自民党の第96条改正案では、国家議員の過半数、国民投票の過半数によって、天皇の地位の変更が可能になる。日本の歴史における天皇の地位の特徴は、その安定性にある。実際にも、幕末の「大政奉還」以前の日本は、武家政治の時代であり、朝廷は実権をもっていなかった。が、それにもかかわらず、それはそれなりに安定していたのである。自民党案は「元首への格上げ」案であるから、天皇の地位は一見より重くなるように見えるが、だからといって、天皇の地位はその安定性を増すわけではない。第96条の改正(自民党案)がなされると、憲法上の「天皇の地位」の変更は、改正前よりも容易になる。ここで「元首への格上げ」という地位の変更に着手するならば、国民の心の中に「天皇の地位は、自分達の意志で格上げでも、格下げでも自由にできるのだ」という観念が定着することになるからである。それはむしろ「天皇の地位」の不安定化を意味することになり、日本の歴史的伝統に反することになる。天皇の地位の変更は、歴史的大変動期において、やむにやまれぬ大きな変革への気運と権力機構の革命的な変革を通じてのみ実現されるべきものであって、それ以外の時期において「国民の総意」なるものの下で安易に行なってはならないものである。
「天皇の地位」以外にも、「基本的人権」や「国民主権の原則」が、憲法前文において「侵すことのできない永久の権利」とされており、それらは不可侵の理念である。憲法はこういう条項を含んでいるからこそ、その改正の発議に国会議員の3分の2の多数の賛成が求められるのである。「人類普遍の法則」や「永久不可侵の人権」がいくらでも変更可能ということになれば、これらはもはや「人類普遍」でも、「永久不可侵」でもなくなるからである。
自民党の第96条改正案では、理論的にも、実際的にも、ある時代の国民の意思で、その後の世代のために確保されるべき重要な価値概念が変更できるということになってしまう。国会議員の過半数、国民投票の過半数で憲法改正が可能になれば、カリスマ的な政治指導者が出現した場合「時代のムード」でいくらでも憲法改正が可能になってしまう。もしどうしても第96条の改正が必要だというのなら、せめて3分の2条項で守るべき条文と、2分の1条項で変更できる条文とを区分けして、そのうえで憲法第96条を改正することを提案したい。

* 問題 *
上の抜粋本文から、「自民党の第96条改正案では、国家議員の過」で始まり「侵」でもなくなるからである。」で終わる部分を、一字も変えずに書き写してください。

* 保存データ *
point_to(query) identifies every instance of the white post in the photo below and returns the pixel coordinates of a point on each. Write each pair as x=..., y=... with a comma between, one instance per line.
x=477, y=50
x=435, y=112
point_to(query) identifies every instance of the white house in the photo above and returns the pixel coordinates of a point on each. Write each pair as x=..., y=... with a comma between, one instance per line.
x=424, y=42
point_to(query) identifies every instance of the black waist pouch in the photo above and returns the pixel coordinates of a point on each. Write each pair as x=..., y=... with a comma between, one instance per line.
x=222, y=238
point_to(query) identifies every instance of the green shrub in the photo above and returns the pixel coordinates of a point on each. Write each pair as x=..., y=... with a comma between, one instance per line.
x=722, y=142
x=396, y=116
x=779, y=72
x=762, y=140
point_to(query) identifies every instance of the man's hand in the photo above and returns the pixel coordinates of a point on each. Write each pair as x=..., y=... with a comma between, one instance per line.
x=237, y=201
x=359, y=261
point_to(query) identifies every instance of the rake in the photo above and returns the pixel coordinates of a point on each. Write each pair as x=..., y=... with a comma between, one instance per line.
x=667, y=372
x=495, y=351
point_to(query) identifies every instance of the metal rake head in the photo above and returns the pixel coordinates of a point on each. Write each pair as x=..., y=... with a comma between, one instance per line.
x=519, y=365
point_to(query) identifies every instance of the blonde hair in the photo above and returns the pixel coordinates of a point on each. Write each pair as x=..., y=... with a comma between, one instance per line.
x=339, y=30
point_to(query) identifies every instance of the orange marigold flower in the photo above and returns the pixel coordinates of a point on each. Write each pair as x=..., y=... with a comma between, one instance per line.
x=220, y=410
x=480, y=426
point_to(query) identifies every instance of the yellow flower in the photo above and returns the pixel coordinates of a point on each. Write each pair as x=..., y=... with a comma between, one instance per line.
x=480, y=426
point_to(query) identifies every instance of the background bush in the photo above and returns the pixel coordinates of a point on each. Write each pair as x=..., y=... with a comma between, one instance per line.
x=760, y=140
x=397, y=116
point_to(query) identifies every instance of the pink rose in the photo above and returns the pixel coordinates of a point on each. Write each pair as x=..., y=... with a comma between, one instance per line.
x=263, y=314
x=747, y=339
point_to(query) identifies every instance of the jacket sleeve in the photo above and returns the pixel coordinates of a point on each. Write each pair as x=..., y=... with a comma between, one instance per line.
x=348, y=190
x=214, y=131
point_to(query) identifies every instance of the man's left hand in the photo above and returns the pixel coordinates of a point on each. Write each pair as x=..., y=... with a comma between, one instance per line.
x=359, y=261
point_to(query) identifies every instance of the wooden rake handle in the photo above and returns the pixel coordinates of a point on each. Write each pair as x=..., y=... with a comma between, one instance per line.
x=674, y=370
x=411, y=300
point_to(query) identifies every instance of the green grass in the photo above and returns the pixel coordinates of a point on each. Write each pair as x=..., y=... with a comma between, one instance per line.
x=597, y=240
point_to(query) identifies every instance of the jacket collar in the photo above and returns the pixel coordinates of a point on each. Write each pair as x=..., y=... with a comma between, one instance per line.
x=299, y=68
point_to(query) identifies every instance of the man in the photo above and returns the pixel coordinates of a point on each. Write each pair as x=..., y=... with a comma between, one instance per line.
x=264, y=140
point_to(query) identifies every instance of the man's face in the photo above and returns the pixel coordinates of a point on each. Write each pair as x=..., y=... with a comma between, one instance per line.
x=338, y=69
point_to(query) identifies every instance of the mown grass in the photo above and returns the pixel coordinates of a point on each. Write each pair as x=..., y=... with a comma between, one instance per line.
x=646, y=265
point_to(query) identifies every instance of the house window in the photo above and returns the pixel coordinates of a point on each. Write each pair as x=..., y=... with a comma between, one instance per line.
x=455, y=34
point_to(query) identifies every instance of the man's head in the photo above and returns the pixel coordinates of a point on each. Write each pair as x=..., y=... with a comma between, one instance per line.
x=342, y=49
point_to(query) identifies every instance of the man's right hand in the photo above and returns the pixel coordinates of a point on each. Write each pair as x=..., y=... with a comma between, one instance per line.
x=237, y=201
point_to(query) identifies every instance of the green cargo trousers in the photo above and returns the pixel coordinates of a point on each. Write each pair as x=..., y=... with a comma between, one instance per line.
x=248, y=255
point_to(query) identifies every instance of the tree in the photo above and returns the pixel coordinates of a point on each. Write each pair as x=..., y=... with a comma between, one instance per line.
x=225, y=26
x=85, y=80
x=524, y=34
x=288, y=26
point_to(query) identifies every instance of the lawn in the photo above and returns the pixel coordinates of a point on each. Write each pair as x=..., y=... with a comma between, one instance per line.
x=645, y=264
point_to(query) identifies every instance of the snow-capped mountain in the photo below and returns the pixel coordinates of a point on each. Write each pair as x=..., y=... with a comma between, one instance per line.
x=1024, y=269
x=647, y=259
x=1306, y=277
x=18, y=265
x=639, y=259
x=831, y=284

* 模範解答 *
自民党の第96条改正案では、国家議員の過半数、国民投票の過半数によって、天皇の地位の変更が可能になる。日本の歴史における天皇の地位の特徴は、その安定性にある。実際にも、幕末の「大政奉還」以前の日本は、武家政治の時代であり、朝廷は実権をもっていなかった。が、それにもかかわらず、それはそれなりに安定していたのである。自民党案は「元首への格上げ」案であるから、天皇の地位は一見より重くなるように見えるが、だからといって、天皇の地位はその安定性を増すわけではない。第96条の改正(自民党案)がなされると、憲法上の「天皇の地位」の変更は、改正前よりも容易になる。ここで「元首への格上げ」という地位の変更に着手するならば、国民の心の中に「天皇の地位は、自分達の意志で格上げでも、格下げでも自由にできるのだ」という観念が定着することになるからである。それはむしろ「天皇の地位」の不安定化を意味することになり、日本の歴史的伝統に反することになる。天皇の地位の変更は、歴史的大変動期において、やむにやまれぬ大きな変革への気運と権力機構の革命的な変革を通じてのみ実現されるべきものであって、それ以外の時期において「国民の総意」なるものの下で安易に行なってはならないものである。
「天皇の地位」以外にも、「基本的人権」や「国民主権の原則」が、憲法前文において「侵すことのできない永久の権利」とされており、それらは不可侵の理念である。憲法はこういう条項を含んでいるからこそ、その改正の発議に国会議員の3分の2の多数の賛成が求められるのである。「人類普遍の法則」や「永久不可侵の人権」がいくらでも変更可能ということになれば、これらはもはや「人類普遍」でも、「永久不可侵」でもなくなるからである。